:: TASK OBJECTIVE ::
Count the lines in the listing below that contain the string "ymax", and reply with the number alone.

--- start ---

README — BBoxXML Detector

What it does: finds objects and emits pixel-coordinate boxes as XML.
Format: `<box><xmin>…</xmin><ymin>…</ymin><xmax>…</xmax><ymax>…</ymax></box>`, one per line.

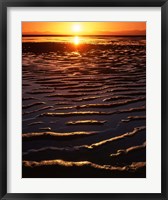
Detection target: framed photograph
<box><xmin>0</xmin><ymin>0</ymin><xmax>168</xmax><ymax>200</ymax></box>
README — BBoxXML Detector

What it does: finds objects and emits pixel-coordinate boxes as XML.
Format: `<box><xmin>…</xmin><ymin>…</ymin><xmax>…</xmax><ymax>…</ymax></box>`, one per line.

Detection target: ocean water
<box><xmin>22</xmin><ymin>36</ymin><xmax>146</xmax><ymax>178</ymax></box>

--- end ---

:: RESULT OF THE EXERCISE ::
4